··· Data shown
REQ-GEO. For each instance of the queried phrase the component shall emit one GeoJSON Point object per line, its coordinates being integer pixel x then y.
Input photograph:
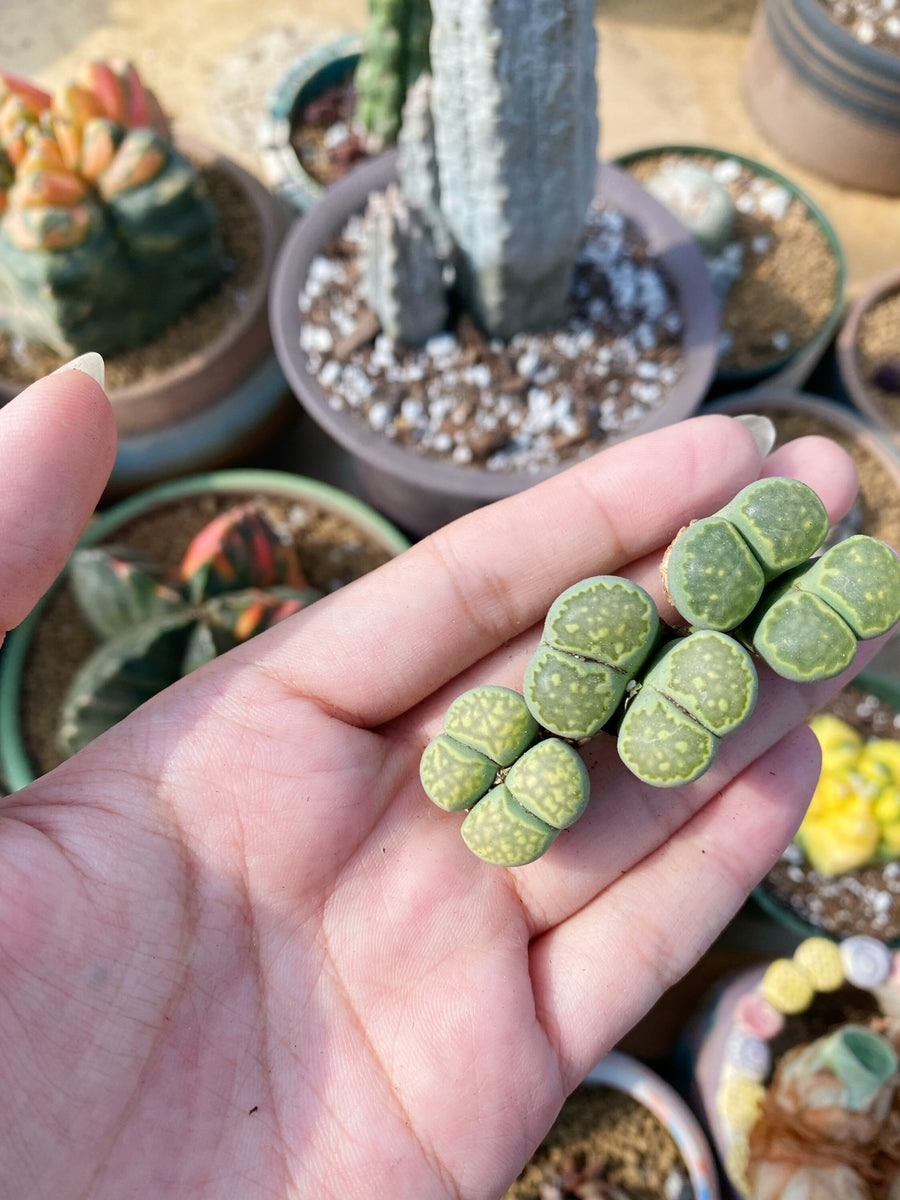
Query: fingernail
{"type": "Point", "coordinates": [90, 364]}
{"type": "Point", "coordinates": [761, 430]}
······
§ What the exercise asks
Lay out every line of the data above as a numbered list, skipping any blank lines and leaving out the pictures.

§ Worked solution
1. REQ-GEO. For each instance of the queried phrase the component shall emit one GeoJSON Point object per line, its coordinates being integer pixel x then y.
2. Input photograph:
3. Query: fingernail
4. {"type": "Point", "coordinates": [90, 364]}
5. {"type": "Point", "coordinates": [761, 430]}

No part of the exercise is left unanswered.